---------- EXERCISE INPUTS

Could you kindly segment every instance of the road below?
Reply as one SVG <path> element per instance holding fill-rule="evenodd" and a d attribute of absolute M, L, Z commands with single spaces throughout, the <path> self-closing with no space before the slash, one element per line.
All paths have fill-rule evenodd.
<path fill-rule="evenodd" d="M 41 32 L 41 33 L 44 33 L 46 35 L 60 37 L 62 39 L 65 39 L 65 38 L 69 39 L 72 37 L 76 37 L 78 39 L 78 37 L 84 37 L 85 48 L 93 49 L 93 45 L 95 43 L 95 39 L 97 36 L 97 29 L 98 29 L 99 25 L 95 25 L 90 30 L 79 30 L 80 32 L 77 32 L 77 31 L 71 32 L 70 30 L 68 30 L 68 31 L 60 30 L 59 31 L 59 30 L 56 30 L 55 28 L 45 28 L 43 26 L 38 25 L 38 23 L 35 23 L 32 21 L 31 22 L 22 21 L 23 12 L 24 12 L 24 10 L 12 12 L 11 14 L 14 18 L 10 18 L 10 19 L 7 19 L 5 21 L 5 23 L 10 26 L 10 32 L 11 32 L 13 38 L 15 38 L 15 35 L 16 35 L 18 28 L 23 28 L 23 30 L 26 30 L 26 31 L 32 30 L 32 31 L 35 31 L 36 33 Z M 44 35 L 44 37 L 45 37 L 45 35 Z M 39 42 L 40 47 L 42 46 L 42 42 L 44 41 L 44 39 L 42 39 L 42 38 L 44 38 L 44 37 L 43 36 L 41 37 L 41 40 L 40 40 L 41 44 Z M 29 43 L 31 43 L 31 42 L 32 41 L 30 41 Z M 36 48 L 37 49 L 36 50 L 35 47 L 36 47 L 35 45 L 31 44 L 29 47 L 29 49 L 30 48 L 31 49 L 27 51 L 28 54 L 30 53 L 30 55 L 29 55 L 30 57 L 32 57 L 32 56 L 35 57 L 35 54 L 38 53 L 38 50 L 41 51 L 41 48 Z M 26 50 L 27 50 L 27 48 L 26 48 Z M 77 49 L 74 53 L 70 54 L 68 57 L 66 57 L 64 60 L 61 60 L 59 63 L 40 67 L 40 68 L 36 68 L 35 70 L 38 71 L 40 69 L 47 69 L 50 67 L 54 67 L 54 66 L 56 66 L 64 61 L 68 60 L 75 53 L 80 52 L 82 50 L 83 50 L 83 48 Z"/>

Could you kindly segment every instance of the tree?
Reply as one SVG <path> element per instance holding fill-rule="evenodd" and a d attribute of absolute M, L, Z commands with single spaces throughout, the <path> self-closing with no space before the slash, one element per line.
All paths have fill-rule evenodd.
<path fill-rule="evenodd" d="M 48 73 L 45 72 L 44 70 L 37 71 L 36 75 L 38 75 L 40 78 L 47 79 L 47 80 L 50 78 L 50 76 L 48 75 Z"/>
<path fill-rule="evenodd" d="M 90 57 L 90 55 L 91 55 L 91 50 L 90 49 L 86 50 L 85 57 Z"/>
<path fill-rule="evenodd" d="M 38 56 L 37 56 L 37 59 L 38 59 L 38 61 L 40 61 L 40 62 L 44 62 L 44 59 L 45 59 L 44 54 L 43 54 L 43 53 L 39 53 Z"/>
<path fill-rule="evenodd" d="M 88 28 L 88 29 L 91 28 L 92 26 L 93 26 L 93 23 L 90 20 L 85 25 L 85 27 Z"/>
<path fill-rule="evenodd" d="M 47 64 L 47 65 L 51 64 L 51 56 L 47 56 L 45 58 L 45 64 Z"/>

--------------------

- YOUR OBJECTIVE
Extract, word for word, each line of the listing above.

- TASK ANSWER
Could you kindly segment every instance of the road below?
Reply as one SVG <path> element per instance holding fill-rule="evenodd" and a d attribute of absolute M, L, Z commands with single spaces throughout, the <path> self-closing with no space before the slash, one element per line.
All paths have fill-rule evenodd.
<path fill-rule="evenodd" d="M 41 32 L 41 33 L 44 33 L 46 35 L 60 37 L 62 39 L 65 39 L 65 38 L 69 39 L 72 37 L 76 37 L 78 39 L 78 37 L 84 37 L 85 48 L 93 49 L 93 45 L 95 43 L 95 39 L 97 36 L 97 29 L 98 29 L 99 25 L 95 25 L 90 30 L 79 30 L 80 32 L 77 32 L 77 31 L 71 32 L 70 30 L 68 30 L 68 31 L 60 30 L 59 31 L 59 30 L 56 30 L 55 28 L 45 28 L 43 26 L 38 25 L 38 23 L 35 23 L 32 21 L 31 22 L 22 21 L 23 12 L 24 12 L 24 10 L 12 12 L 11 14 L 14 18 L 10 18 L 10 19 L 7 19 L 5 21 L 5 23 L 10 26 L 10 32 L 11 32 L 13 38 L 15 38 L 15 35 L 16 35 L 18 28 L 23 28 L 23 30 L 26 30 L 26 31 L 32 30 L 32 31 L 35 31 L 36 33 Z M 44 35 L 44 37 L 45 37 L 45 35 Z M 39 42 L 40 47 L 42 46 L 42 42 L 44 41 L 44 39 L 42 39 L 42 38 L 44 38 L 44 37 L 43 36 L 41 37 L 41 40 L 40 40 L 41 44 Z M 29 43 L 31 43 L 31 42 L 32 41 L 30 41 Z M 36 48 L 37 49 L 36 50 L 35 47 L 36 47 L 35 45 L 31 44 L 29 47 L 29 49 L 30 48 L 31 49 L 27 51 L 28 54 L 30 53 L 30 55 L 29 55 L 30 57 L 32 57 L 32 56 L 35 57 L 35 54 L 38 53 L 38 50 L 41 51 L 41 48 Z M 26 50 L 27 50 L 27 48 L 26 48 Z M 77 49 L 74 53 L 70 54 L 68 57 L 66 57 L 64 60 L 61 60 L 59 63 L 40 67 L 40 68 L 36 68 L 35 70 L 38 71 L 40 69 L 47 69 L 50 67 L 54 67 L 54 66 L 56 66 L 64 61 L 68 60 L 75 53 L 80 52 L 82 50 L 83 50 L 83 48 Z"/>

Could you kindly segment every instance of the tree?
Reply as one SVG <path> element per instance holding fill-rule="evenodd" and a d attribute of absolute M, L, Z commands with single spaces throughout, the <path> self-closing with no space before the slash, one element per line.
All paths have fill-rule evenodd.
<path fill-rule="evenodd" d="M 48 73 L 45 72 L 44 70 L 37 71 L 36 75 L 38 75 L 40 78 L 47 79 L 47 80 L 50 78 L 50 76 L 48 75 Z"/>
<path fill-rule="evenodd" d="M 90 57 L 90 55 L 91 55 L 91 50 L 90 49 L 86 50 L 85 57 Z"/>
<path fill-rule="evenodd" d="M 38 56 L 37 56 L 37 59 L 38 59 L 38 61 L 40 61 L 40 62 L 44 62 L 44 59 L 45 59 L 44 54 L 43 54 L 43 53 L 39 53 Z"/>
<path fill-rule="evenodd" d="M 88 28 L 88 29 L 91 28 L 92 26 L 93 26 L 93 23 L 90 20 L 85 25 L 85 27 Z"/>
<path fill-rule="evenodd" d="M 47 64 L 47 65 L 51 64 L 51 56 L 47 56 L 45 58 L 45 64 Z"/>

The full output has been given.